• Objective A
In the collateral fund section, how often at most may the Purchaser's direction be changed?
• Objective B
Write out everything from "In the absence" down to "discretion." in the collateral fund section, swapping "absence" for "lack".

• Excerpt to read
= = = = = = =
Section 3.2.   Collateral Fund Permitted Investments.

               The Company shall, at the written direction of the Purchaser,
invest the funds in the Collateral Fund in Collateral Fund Permitted
Investments. Such direction shall not be changed more frequently than quarterly.
In the absence of any direction, the Company shall select such investments in
accordance with the definition of Collateral Fund Permitted Investments in its
discretion.

               All income and gain realized from any investment as well as any
interest earned on deposits in the Collateral Fund (net of any losses on such
investments) and any payments of principal made in respect of any Collateral
Fund Permitted Investment shall be deposited in the Collateral Fund upon
receipt. All costs and realized losses associated with the purchase and sale of
Collateral Fund Permitted Investments shall be borne by the Purchaser and the
amount of net realized losses shall be deposited by the Purchaser in the
Collateral Fund promptly upon realization. The Company shall periodically (but
not more frequently than monthly) distribute to the Purchaser upon request an
amount of cash, to the extent cash is available therefore in the Collateral
Fund, equal to the amount by which the balance of the Collateral Fund, after
giving effect to all other distributions to be made from the Collateral Fund on
such date, exceeds the Required Collateral Fund Balance. Any amounts so
distributed shall be released from the lien and security interest of this
Agreement.

Section 3.3.   Grant of Security Interest.
= = = = = = =
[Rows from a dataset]

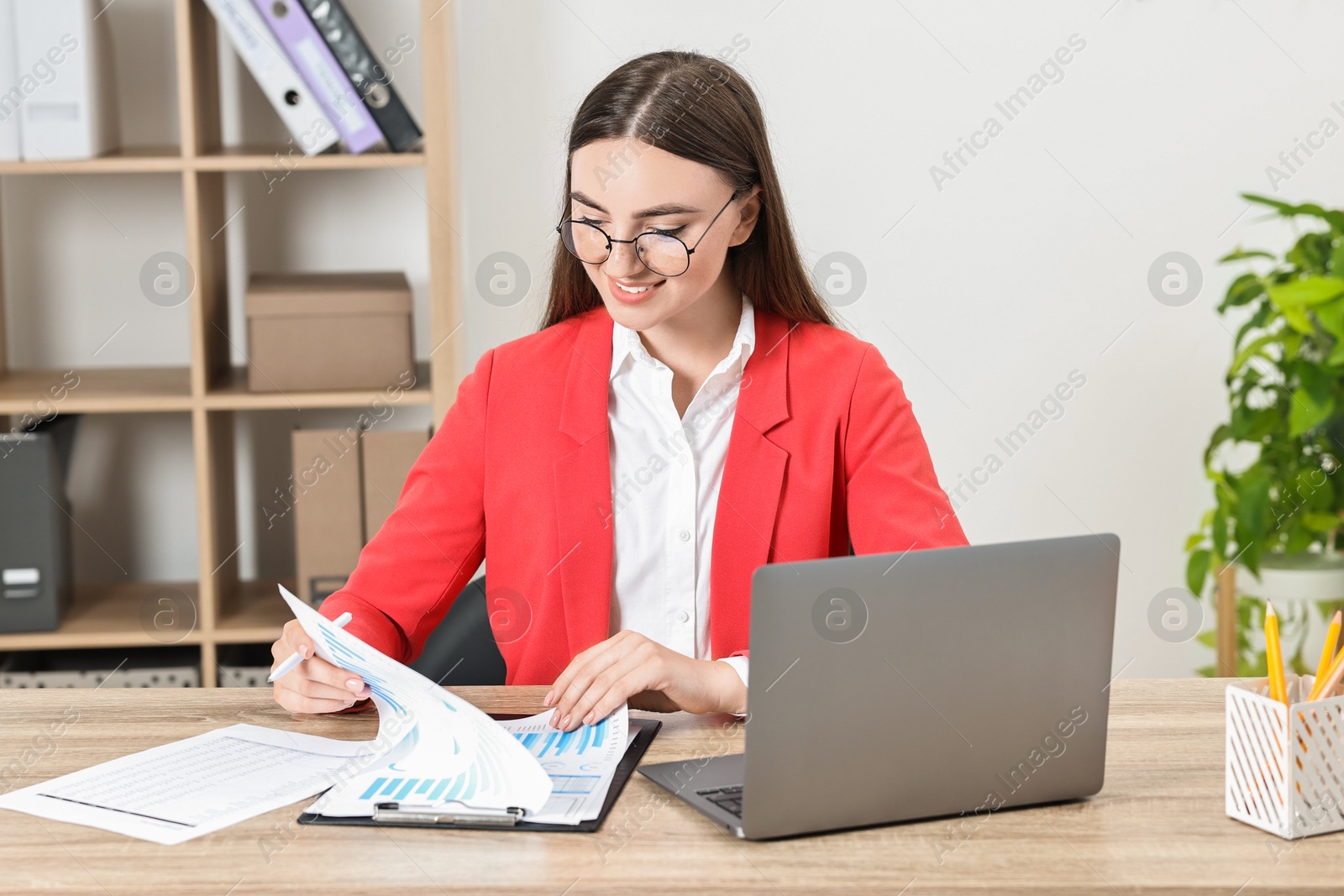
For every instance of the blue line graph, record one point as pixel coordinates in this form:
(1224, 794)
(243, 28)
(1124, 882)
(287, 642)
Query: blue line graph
(463, 788)
(580, 741)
= = = = = = =
• Exercise result A
No more frequently than quarterly.

• Exercise result B
In the lack of any direction, the Company shall select such investments in
accordance with the definition of Collateral Fund Permitted Investments in its
discretion.